Some Dental Insurers are Experiencing an “Innovate or Die” Moment

Dental insurers circle the ancillary benefits market and consider a modular platform approach

Disruption isn’t easily focused, shaped, or stopped. The same destabilizing factors that are impacting other insurance markets, such as digital transformation, the consumerization of healthcare, and regulatory change, are starting to find their way into the dental market.

The independence of being a standalone offering, and the security of being courted by employee benefits teams, has buoyed the dental insurance market through the maelstrom affecting others; until now.

Weighing an Ancillary Market Expansion

Ultimately, what standalone carriers need to do in these disruptive market conditions is create value. Offering a single product—even a specialized one—leaves them ripe to be scooped up or pushed out by someone larger and more agile.

The embedding of dental benefits into medical plans is already taking place. But the integration of medical benefits is not the only choice dental insurers have to stay afloat.

Expansion into other product markets has become the key differentiator between those carriers that stay viable and those that are left behind.

While big-name health plans compete over the same client base with virtually equal offerings, dental carriers are able to take aim at the “we-don’t-cover-that” segment of the market share. Ancillary product offerings that health plans leave untouched are in high demand. Products like vision coverage, short and long-term disability, critical illness, and even life insurance are all offerings that can set standalone carriers apart. These products can make them attractive to consumers and employers and can open up brand new markets for expansion.

Put Innovation into Action

The difference between a stagnant organization and an innovative one is often difficult to see from an outside perspective. However, it is made clear in practice. The stagnant organization is one that refuses to change despite the pressures and shift in markets and changes in the world around it. The innovative organization is the one that seems resolute but internally is adjusting its workflows, operations, products, and services to stay up to date on (or even ahead of) market trends.

Nevertheless, complete overhauls and piecemeal product add-are often wasteful and inefficient. Rather than converting a current platform, carriers have the option to adopt a modular platform that can be stood up next to the legacy (but still efficient) dental systems.

You can launch new voluntary product capabilities and maintain the dental system simultaneously. Later, you can convert the dental onto the new platform once all of the new voluntary products have been launched and the change has been absorbed into the organization. This allows an expanding carrier to utilize a platform specifically designed to be modular and scalable while also delivering the prerequisite 360-degree experience to customers.

Whether ancillary products are added all at once or individually, in a modular fashion, your new system does need to be able to handle the distinct differences and requirements for each type of product.

An Innovation Path Around Obstacles

There are obvious roadblocks. Vision claims process differently than disability claims, which are also handled differently than critical illness claims or life insurance claims or accident claims. Legacy dental plan platforms aren’t equipped to handle any of these claims. They’re structured around efficiency for dental claims whereby by the huge majority of claims are auto adjudicated. By contrast, a term life claim may require medical reports and a good measure of human intervention.

Using a module-focused approach as you add offerings may be the better option for many. Such an approach would certainly prevent any sharp drop in the all-important claim processing rate for your dental service while still letting you add in new products incrementally. It is important to continue developing your existing book of business without disrupting any of the processes that support your profitability. In time, however, your new platform can scale to support your existing book.

TASK INSTRUCTIONS:
Please answer from the dental insurance article: what may a term life claim require? The data that comes next is separate material, unrelated to the dental insurance article.

EXTRACTED MATERIAL:
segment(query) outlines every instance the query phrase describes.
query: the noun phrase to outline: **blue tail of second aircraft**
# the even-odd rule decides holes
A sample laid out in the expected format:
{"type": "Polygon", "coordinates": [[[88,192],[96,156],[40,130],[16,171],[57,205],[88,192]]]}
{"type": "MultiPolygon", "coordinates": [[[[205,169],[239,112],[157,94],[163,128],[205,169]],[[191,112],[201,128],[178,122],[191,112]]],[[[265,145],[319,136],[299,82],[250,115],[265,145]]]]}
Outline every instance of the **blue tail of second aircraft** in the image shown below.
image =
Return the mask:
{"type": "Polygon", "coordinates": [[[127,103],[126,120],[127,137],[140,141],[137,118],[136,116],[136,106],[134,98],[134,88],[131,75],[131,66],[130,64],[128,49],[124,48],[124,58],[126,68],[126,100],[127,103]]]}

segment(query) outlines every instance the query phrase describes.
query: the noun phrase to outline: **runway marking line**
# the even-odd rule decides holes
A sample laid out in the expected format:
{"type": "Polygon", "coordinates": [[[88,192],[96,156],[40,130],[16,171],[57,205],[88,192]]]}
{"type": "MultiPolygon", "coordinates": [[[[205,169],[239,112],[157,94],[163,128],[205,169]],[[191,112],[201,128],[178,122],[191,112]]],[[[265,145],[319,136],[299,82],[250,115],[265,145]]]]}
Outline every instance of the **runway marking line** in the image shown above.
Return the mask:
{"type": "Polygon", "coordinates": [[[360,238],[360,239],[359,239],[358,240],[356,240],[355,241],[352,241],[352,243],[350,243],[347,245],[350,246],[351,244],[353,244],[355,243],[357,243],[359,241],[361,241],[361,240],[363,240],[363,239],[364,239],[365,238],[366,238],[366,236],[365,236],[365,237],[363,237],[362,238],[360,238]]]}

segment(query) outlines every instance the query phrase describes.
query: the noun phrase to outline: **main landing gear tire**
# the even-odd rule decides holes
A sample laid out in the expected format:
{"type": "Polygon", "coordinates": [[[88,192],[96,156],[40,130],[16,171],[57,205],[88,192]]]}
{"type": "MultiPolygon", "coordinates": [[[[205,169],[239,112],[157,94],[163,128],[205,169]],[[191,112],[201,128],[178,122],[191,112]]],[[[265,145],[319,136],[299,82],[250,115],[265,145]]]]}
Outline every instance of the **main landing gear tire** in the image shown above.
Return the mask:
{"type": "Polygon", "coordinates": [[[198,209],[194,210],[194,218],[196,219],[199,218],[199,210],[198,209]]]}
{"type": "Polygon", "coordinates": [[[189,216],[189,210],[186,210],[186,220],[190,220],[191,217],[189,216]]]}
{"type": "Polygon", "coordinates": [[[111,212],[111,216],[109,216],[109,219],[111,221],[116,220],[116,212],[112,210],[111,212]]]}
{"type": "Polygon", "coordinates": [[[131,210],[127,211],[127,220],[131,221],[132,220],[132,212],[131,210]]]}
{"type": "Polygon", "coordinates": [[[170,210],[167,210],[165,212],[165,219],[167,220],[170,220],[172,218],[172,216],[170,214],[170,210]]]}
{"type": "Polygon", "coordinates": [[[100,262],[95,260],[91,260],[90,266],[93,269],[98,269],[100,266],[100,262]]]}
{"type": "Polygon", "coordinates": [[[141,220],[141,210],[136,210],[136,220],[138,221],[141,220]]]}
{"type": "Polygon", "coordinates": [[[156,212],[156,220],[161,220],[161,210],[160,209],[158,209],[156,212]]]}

TASK RESULT:
Medical reports and a good measure of human intervention.